Action item:
Go to the line holding "bushes -> a" in the entries below and write out exactly every line down to and including the line holding "metal barrier ->".

Exercise input:
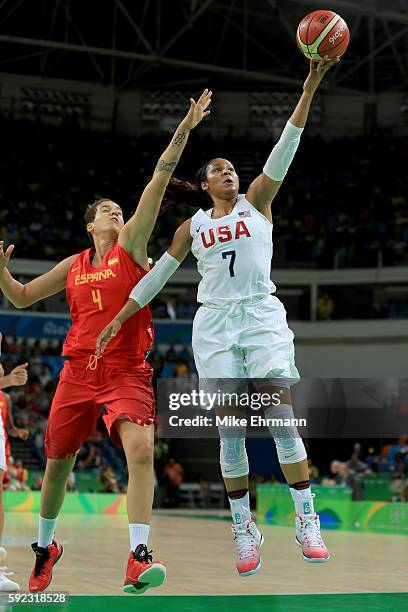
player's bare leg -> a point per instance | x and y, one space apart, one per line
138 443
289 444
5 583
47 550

---

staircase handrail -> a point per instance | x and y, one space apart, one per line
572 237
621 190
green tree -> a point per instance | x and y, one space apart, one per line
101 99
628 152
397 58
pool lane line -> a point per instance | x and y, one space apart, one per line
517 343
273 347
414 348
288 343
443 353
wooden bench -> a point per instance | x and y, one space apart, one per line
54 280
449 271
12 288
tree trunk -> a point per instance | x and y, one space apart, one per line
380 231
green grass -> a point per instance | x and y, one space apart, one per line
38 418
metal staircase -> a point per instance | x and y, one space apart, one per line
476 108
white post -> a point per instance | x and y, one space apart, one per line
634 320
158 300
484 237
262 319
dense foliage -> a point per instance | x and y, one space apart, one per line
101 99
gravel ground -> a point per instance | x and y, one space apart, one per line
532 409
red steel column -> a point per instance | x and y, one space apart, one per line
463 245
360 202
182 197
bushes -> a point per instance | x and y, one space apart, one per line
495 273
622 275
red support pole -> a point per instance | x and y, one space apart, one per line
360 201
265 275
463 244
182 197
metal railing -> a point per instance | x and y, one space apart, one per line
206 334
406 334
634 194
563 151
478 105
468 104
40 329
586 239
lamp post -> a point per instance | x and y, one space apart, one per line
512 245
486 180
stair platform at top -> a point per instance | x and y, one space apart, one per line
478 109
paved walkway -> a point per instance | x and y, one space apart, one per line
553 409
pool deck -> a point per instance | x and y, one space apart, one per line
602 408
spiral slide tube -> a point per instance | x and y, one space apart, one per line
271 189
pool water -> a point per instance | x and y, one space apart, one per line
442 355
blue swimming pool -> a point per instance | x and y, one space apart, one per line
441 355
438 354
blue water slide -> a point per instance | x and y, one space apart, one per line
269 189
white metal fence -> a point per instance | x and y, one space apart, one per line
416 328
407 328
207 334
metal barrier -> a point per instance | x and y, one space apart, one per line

* * *

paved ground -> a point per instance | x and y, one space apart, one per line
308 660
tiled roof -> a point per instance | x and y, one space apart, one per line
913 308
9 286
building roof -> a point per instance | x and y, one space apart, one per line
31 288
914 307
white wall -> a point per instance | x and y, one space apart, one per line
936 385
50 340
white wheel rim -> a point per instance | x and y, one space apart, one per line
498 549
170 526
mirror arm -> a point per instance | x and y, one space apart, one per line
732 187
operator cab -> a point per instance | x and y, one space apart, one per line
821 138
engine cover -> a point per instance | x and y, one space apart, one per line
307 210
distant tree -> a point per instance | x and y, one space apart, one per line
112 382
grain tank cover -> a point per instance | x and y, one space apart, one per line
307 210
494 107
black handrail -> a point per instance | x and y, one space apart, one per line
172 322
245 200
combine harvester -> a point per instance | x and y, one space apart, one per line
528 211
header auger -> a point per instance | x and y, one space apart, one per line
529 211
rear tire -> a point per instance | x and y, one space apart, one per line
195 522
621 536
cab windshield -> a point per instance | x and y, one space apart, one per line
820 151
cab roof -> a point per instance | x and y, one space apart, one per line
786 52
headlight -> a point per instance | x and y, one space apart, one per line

Worked solution:
bushes -> a point per instance | x and y, one space apart, one per line
495 273
622 275
red support pole -> a point per instance | x and y, one space apart, one per line
360 201
265 275
463 244
182 197
metal railing -> a point per instance | x and y, one space apart, one per line
206 334
406 334
634 194
563 151
478 105
468 104
40 329
586 239
lamp post -> a point per instance | x and y, one space apart, one per line
512 245
486 180
stair platform at top -> a point per instance | x and y, one space apart, one per line
478 109
paved walkway -> a point per instance | x and y, one space apart, one per line
553 409
pool deck -> a point per instance | x and y, one space apart, one per line
602 408
spiral slide tube -> a point per instance | x and y, one space apart, one per line
271 189
pool water -> a point per instance | x and y, one space apart, one per line
442 355
blue swimming pool -> a point per instance | x and y, one space apart, one per line
441 355
438 354
blue water slide -> a point per instance | x and y, one space apart, one per line
269 189
white metal fence -> a point per instance | x and y, one space apart, one per line
416 328
407 328
207 334
metal barrier -> a point per instance | x and y, one space apart, one per line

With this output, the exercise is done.